CatBoost
A gradient boosting library by Yandex that handles categorical features natively without requiring manual encoding. CatBoost also addresses prediction shift and target leakage.
Why It Matters
CatBoost simplifies the ML pipeline by eliminating the need for manual categorical encoding — a common source of bugs and data leakage.
Example
Training a model on a dataset with features like 'city,' 'product_category,' and 'day_of_week' without converting them to numbers first — CatBoost handles it natively.
Think of it like...
Like a chef who can work with any ingredient in its raw form — no need to pre-process or convert before cooking.
Related Terms
XGBoost
Extreme Gradient Boosting — an optimized implementation of gradient boosting that is fast, accurate, and the most winning algorithm in machine learning competitions on tabular data.
· · · · · · ·
Tasks to perform:
1. According to the CatBoost glossary entry, which two problems does CatBoost also address?
2. Extend the CatBoost glossary entry past its final sentence.

Stored data:
· · · · · · ·
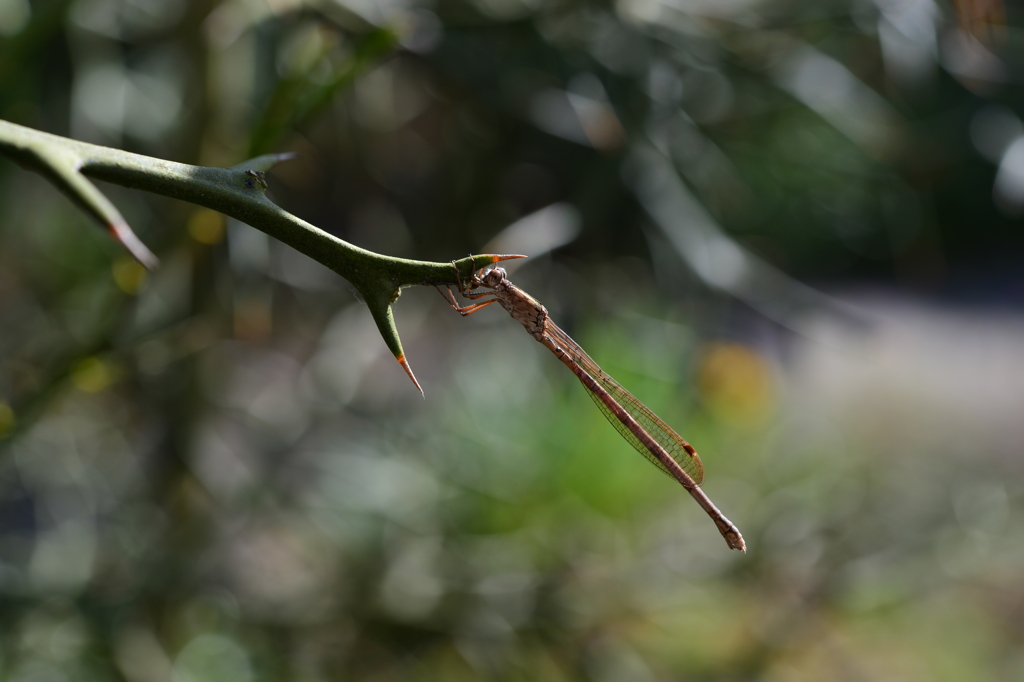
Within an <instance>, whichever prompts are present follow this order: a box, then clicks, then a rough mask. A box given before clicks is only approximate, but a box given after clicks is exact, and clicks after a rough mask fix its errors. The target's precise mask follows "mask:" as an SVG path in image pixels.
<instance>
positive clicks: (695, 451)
mask: <svg viewBox="0 0 1024 682" xmlns="http://www.w3.org/2000/svg"><path fill="white" fill-rule="evenodd" d="M545 331H547V332H548V334H550V335H551V338H553V339H554V340H555V341H557V342H558V345H559V346H561V347H562V348H563V349H564V350H565V352H566V353H568V355H569V356H570V357H571V358H572V359H573V360H575V361H577V363H579V364H580V366H581V367H582V368H583V369H584V370H586V371H587V374H589V375H590V376H591V377H593V378H594V380H595V381H596V382H597V383H598V384H599V385H600V386H601V387H602V388H603V389H604V390H606V391H607V392H608V394H609V395H610V396H611V397H612V398H614V399H615V401H616V402H618V404H621V406H622V407H623V409H624V410H626V412H628V413H629V414H630V416H631V417H633V419H635V420H636V421H637V423H638V424H639V425H640V426H641V427H643V429H644V430H645V431H646V432H647V433H648V434H649V435H650V436H651V437H652V438H653V439H654V440H655V441H656V442H657V443H658V444H659V445H662V447H664V449H665V452H667V453H668V454H669V457H671V458H672V459H673V460H675V461H676V463H677V464H679V466H680V467H682V468H683V471H685V472H686V473H687V474H689V476H690V478H692V479H693V482H694V483H696V484H697V485H699V484H700V483H701V481H703V464H701V463H700V457H699V456H698V455H697V453H696V451H695V450H693V445H691V444H690V443H688V442H686V440H685V439H684V438H683V437H682V436H681V435H679V434H678V433H676V432H675V431H674V430H673V428H672V427H671V426H669V425H668V424H666V423H665V422H664V421H662V419H660V418H659V417H658V416H657V415H655V414H654V413H652V412H651V411H650V410H649V409H648V408H647V406H645V404H644V403H643V402H641V401H640V400H638V399H637V398H636V397H635V396H634V395H633V394H632V393H630V392H629V391H628V390H626V389H625V388H623V385H622V384H620V383H618V382H617V381H615V380H614V379H612V378H611V377H609V376H608V375H607V374H606V373H605V372H604V370H602V369H601V368H600V367H598V365H597V363H595V361H594V360H593V359H591V357H590V355H588V354H587V352H586V351H585V350H584V349H583V348H582V347H581V346H580V344H579V343H577V342H575V341H573V340H572V339H571V338H570V337H569V335H568V334H566V333H565V332H563V331H562V330H561V329H559V328H558V326H557V325H555V324H554V323H552V322H551V321H550V319H548V325H547V329H546V330H545ZM586 387H587V385H586V384H584V388H586ZM587 393H588V394H589V395H590V396H591V398H593V399H594V402H595V403H596V404H597V408H598V410H600V411H601V414H603V415H604V417H605V418H606V419H607V420H608V421H609V422H611V425H612V426H614V427H615V430H616V431H618V433H620V434H621V435H622V436H623V437H624V438H626V440H628V441H629V443H630V444H631V445H633V446H634V447H635V449H636V450H637V452H638V453H640V454H641V455H643V456H644V457H646V458H647V459H648V460H650V462H651V463H652V464H653V465H654V466H656V467H657V468H658V469H660V470H662V471H664V472H665V473H666V474H668V475H670V476H671V475H672V474H671V473H669V470H668V469H666V468H665V465H663V464H662V463H660V462H659V461H658V460H657V458H656V457H655V456H654V454H653V453H651V452H650V451H648V450H647V447H646V446H645V445H644V444H643V443H642V442H641V441H640V439H639V438H637V436H636V435H635V434H634V433H633V432H632V431H630V429H629V428H628V427H627V426H626V424H623V423H622V422H621V421H620V420H618V418H617V417H615V414H614V413H613V412H612V411H611V410H610V409H609V408H608V406H606V404H604V402H603V401H602V400H601V398H600V397H598V396H597V395H596V394H595V393H594V392H593V391H591V390H590V389H588V390H587Z"/></svg>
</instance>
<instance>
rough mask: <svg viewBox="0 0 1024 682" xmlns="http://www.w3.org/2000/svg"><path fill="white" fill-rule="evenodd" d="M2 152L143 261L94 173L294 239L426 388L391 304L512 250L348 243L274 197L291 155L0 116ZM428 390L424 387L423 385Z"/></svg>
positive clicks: (290, 241)
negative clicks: (168, 148)
mask: <svg viewBox="0 0 1024 682" xmlns="http://www.w3.org/2000/svg"><path fill="white" fill-rule="evenodd" d="M0 154H2V155H6V156H8V157H10V158H11V159H13V160H14V161H16V162H17V163H18V164H20V165H22V166H24V167H26V168H29V169H31V170H34V171H37V172H39V173H41V174H42V175H44V176H45V177H47V178H48V179H49V180H50V181H51V182H53V183H54V184H55V185H56V186H57V187H58V188H59V189H61V190H62V191H63V193H65V194H66V195H68V197H70V198H71V200H72V201H73V202H75V203H76V204H77V205H78V206H79V207H80V208H82V210H84V211H85V212H86V213H88V214H89V215H90V216H92V217H93V218H94V219H95V220H96V221H97V222H99V224H100V225H102V226H103V227H104V228H105V229H106V230H108V231H110V232H111V235H112V236H114V238H115V239H116V240H117V241H119V242H120V243H121V244H122V245H123V246H124V247H125V248H126V249H128V251H129V252H130V253H131V254H132V255H133V256H134V257H135V258H136V259H137V260H138V261H139V262H140V263H142V264H143V265H145V266H146V267H150V268H154V267H156V266H157V264H158V261H157V257H156V256H155V255H154V254H153V253H152V252H151V251H150V250H148V249H147V248H146V247H145V245H143V244H142V242H141V241H140V240H139V239H138V238H137V237H136V236H135V233H134V232H133V231H132V230H131V228H130V227H129V226H128V223H127V222H126V221H125V219H124V218H123V217H122V216H121V213H120V212H119V211H118V210H117V208H116V207H115V206H114V204H112V203H111V201H110V200H109V199H106V197H105V196H103V194H102V193H100V191H99V189H98V188H97V187H96V186H95V185H94V184H92V182H90V181H89V179H88V178H89V177H92V178H96V179H99V180H105V181H108V182H113V183H115V184H120V185H124V186H126V187H132V188H135V189H143V190H145V191H152V193H154V194H158V195H163V196H165V197H172V198H174V199H181V200H183V201H186V202H189V203H193V204H198V205H200V206H205V207H207V208H210V209H213V210H215V211H219V212H221V213H223V214H225V215H228V216H231V217H232V218H237V219H238V220H241V221H242V222H245V223H247V224H249V225H251V226H253V227H255V228H256V229H259V230H260V231H263V232H265V233H267V235H269V236H270V237H272V238H274V239H276V240H279V241H281V242H283V243H285V244H287V245H289V246H290V247H292V248H294V249H296V250H297V251H299V252H301V253H303V254H305V255H307V256H309V257H310V258H312V259H313V260H315V261H316V262H318V263H322V264H324V265H326V266H327V267H329V268H331V269H332V270H334V271H335V272H337V273H338V274H340V275H341V276H343V278H345V279H346V280H348V281H349V282H350V283H351V284H352V286H353V287H355V288H356V289H357V290H358V292H359V293H360V294H361V295H362V298H364V300H365V301H366V302H367V305H368V306H369V307H370V312H371V314H372V315H373V317H374V322H376V323H377V328H378V329H379V330H380V332H381V336H383V337H384V342H385V343H386V344H387V346H388V348H389V349H390V350H391V352H392V353H393V354H394V356H395V358H396V359H397V360H398V361H399V363H401V365H402V368H403V369H404V370H406V372H407V373H408V374H409V377H410V379H412V380H413V383H414V384H416V387H417V388H420V385H419V382H417V381H416V377H415V376H414V375H413V372H412V370H411V369H410V367H409V363H408V360H406V354H404V351H403V350H402V348H401V340H400V339H399V337H398V331H397V329H396V328H395V325H394V317H393V315H392V314H391V303H393V302H394V301H395V300H396V299H397V298H398V296H399V295H400V293H401V289H402V288H403V287H410V286H413V285H452V284H454V285H458V286H460V287H461V286H462V281H465V280H467V279H469V278H470V276H472V273H473V272H475V271H476V270H477V269H479V268H480V267H483V266H485V265H487V264H489V263H495V262H498V261H500V260H505V259H506V258H508V257H509V256H500V255H494V254H481V255H475V256H468V257H466V258H462V259H460V260H457V261H454V264H455V268H453V267H452V265H453V262H445V263H434V262H428V261H421V260H408V259H404V258H393V257H391V256H384V255H382V254H378V253H374V252H372V251H367V250H366V249H360V248H358V247H356V246H353V245H351V244H349V243H347V242H344V241H342V240H340V239H338V238H337V237H334V236H333V235H330V233H328V232H326V231H324V230H323V229H321V228H318V227H316V226H314V225H311V224H309V223H308V222H306V221H304V220H302V219H300V218H298V217H296V216H294V215H292V214H291V213H289V212H288V211H285V210H284V209H282V208H281V207H279V206H278V205H276V204H274V203H273V202H271V201H270V200H269V199H267V197H266V194H265V189H266V183H265V181H263V173H264V172H266V171H267V170H269V169H270V168H271V167H272V166H274V165H275V164H276V163H279V162H281V161H285V160H287V159H290V158H291V157H292V155H288V154H270V155H264V156H261V157H256V158H255V159H250V160H249V161H246V162H244V163H241V164H239V165H237V166H232V167H231V168H210V167H206V166H189V165H187V164H179V163H175V162H172V161H164V160H162V159H154V158H152V157H145V156H142V155H139V154H132V153H130V152H123V151H120V150H114V148H111V147H106V146H99V145H97V144H89V143H87V142H79V141H77V140H73V139H69V138H67V137H60V136H58V135H52V134H50V133H45V132H41V131H38V130H33V129H32V128H26V127H25V126H19V125H16V124H13V123H10V122H7V121H0ZM420 391H421V392H422V389H420Z"/></svg>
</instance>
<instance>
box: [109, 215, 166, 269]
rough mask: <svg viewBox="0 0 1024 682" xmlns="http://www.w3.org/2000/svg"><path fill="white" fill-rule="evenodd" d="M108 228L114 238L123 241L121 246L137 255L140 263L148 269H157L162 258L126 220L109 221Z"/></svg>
mask: <svg viewBox="0 0 1024 682" xmlns="http://www.w3.org/2000/svg"><path fill="white" fill-rule="evenodd" d="M106 229H108V230H110V232H111V235H113V236H114V239H115V240H117V241H118V242H120V243H121V246H123V247H124V248H126V249H128V253H130V254H131V255H132V256H134V257H135V260H137V261H138V262H139V263H141V264H142V265H143V266H144V267H145V268H146V269H147V270H155V269H157V266H158V265H160V259H159V258H157V257H156V256H155V255H154V254H153V252H152V251H150V249H148V248H147V247H146V246H145V245H144V244H142V240H140V239H138V237H137V236H136V235H135V232H133V231H132V229H131V227H129V226H128V223H126V222H111V223H108V225H106Z"/></svg>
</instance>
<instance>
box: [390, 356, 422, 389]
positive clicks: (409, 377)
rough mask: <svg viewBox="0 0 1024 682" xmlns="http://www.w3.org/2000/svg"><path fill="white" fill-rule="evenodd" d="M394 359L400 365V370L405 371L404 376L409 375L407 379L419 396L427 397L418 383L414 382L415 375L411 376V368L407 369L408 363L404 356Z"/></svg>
mask: <svg viewBox="0 0 1024 682" xmlns="http://www.w3.org/2000/svg"><path fill="white" fill-rule="evenodd" d="M395 359H397V360H398V363H400V364H401V369H403V370H404V371H406V374H408V375H409V378H410V379H412V380H413V385H415V386H416V388H417V389H419V391H420V395H422V396H423V397H427V395H426V393H424V392H423V387H422V386H420V382H418V381H417V380H416V375H415V374H413V368H411V367H409V361H408V360H407V359H406V356H404V355H399V356H398V357H396V358H395Z"/></svg>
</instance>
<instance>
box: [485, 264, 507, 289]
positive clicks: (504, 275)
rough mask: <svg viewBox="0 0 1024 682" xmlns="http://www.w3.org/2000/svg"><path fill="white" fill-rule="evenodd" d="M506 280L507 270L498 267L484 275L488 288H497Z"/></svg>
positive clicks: (503, 268)
mask: <svg viewBox="0 0 1024 682" xmlns="http://www.w3.org/2000/svg"><path fill="white" fill-rule="evenodd" d="M504 279H505V268H503V267H496V268H495V269H493V270H490V271H489V272H487V273H486V274H485V275H483V283H484V284H485V285H486V286H488V287H495V286H497V285H498V284H499V283H500V282H501V281H502V280H504Z"/></svg>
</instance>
· · · · · · ·
Answers below:
1. Prediction shift and target leakage.

2.
LightGBM
Light Gradient Boosting Machine — Microsoft's gradient boosting framework optimized for speed and efficiency. LightGBM uses histogram-based splitting and leaf-wise growth for faster training.
Gradient Boosting
An ensemble technique that builds models sequentially, where each new model focuses on correcting the errors made by previous models. It combines many weak learners into a single strong learner.
Ensemble Learning
A strategy that combines multiple models to produce better predictions than any single model alone. Ensemble methods leverage the diversity of different models to reduce errors.